== Request ==
Identify each line in the listing below that contains the word "Return" and copy those lines. Case counts.
Start of Supplied records
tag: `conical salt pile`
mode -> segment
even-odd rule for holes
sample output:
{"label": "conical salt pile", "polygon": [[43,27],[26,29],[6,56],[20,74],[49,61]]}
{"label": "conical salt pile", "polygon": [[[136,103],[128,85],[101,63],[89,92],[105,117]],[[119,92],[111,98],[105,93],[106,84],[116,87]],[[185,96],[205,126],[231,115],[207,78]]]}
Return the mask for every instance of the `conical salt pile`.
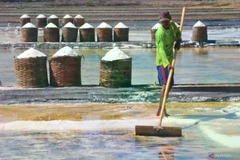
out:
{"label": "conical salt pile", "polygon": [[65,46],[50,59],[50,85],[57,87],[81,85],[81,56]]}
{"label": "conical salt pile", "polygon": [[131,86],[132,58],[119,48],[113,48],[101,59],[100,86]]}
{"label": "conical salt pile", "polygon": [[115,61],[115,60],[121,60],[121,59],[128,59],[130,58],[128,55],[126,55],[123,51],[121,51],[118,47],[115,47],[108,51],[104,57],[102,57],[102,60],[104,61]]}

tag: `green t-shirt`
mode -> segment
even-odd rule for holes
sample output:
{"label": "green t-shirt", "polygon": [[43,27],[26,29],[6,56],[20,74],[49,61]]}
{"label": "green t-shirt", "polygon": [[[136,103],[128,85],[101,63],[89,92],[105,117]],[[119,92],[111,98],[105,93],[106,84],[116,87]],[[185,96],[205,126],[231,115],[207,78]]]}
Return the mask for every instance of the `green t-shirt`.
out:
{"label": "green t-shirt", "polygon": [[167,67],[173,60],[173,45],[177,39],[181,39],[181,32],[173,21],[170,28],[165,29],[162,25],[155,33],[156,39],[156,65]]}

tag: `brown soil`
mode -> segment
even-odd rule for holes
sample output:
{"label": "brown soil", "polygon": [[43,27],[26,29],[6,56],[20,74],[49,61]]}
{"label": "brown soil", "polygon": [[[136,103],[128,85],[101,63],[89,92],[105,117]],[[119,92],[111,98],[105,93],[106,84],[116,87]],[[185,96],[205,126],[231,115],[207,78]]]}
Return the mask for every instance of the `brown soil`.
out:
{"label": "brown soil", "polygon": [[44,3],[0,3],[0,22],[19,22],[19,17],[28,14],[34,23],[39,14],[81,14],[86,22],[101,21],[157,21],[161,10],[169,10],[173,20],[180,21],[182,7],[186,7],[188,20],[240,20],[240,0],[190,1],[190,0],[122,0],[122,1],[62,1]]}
End of Supplied records
Start of Supplied records
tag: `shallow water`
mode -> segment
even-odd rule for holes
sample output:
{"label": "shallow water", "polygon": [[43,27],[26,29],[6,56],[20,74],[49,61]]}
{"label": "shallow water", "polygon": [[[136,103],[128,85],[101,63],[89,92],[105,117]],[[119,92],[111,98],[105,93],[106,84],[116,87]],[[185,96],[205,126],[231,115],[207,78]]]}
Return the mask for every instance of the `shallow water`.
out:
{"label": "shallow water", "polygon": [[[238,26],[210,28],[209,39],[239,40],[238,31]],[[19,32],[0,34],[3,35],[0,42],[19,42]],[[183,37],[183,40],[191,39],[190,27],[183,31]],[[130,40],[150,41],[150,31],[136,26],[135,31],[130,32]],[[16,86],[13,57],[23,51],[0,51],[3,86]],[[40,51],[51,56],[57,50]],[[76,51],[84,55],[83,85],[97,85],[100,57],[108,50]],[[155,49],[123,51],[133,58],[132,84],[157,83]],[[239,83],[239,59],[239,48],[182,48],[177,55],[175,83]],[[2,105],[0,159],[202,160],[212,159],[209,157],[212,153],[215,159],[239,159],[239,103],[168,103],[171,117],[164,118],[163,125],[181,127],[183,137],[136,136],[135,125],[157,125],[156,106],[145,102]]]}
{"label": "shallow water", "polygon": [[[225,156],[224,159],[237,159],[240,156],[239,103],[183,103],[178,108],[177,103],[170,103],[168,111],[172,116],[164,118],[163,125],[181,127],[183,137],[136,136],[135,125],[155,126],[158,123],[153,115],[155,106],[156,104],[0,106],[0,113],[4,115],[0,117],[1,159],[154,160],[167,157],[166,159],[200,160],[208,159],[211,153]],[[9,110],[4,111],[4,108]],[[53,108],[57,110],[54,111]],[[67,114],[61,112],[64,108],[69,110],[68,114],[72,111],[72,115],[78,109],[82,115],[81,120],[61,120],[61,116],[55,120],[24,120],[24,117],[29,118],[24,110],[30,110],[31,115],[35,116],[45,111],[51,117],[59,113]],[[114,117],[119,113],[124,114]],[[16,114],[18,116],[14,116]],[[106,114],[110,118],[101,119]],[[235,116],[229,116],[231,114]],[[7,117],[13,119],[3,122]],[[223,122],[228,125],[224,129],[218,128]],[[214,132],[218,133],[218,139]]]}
End of Supplied records
== The output ==
Return the mask for every instance of the `conical salt pile`.
Return the mask for every instance of the `green t-shirt`.
Return the mask for every instance of the `brown soil`.
Return the mask for every instance of the `shallow water`.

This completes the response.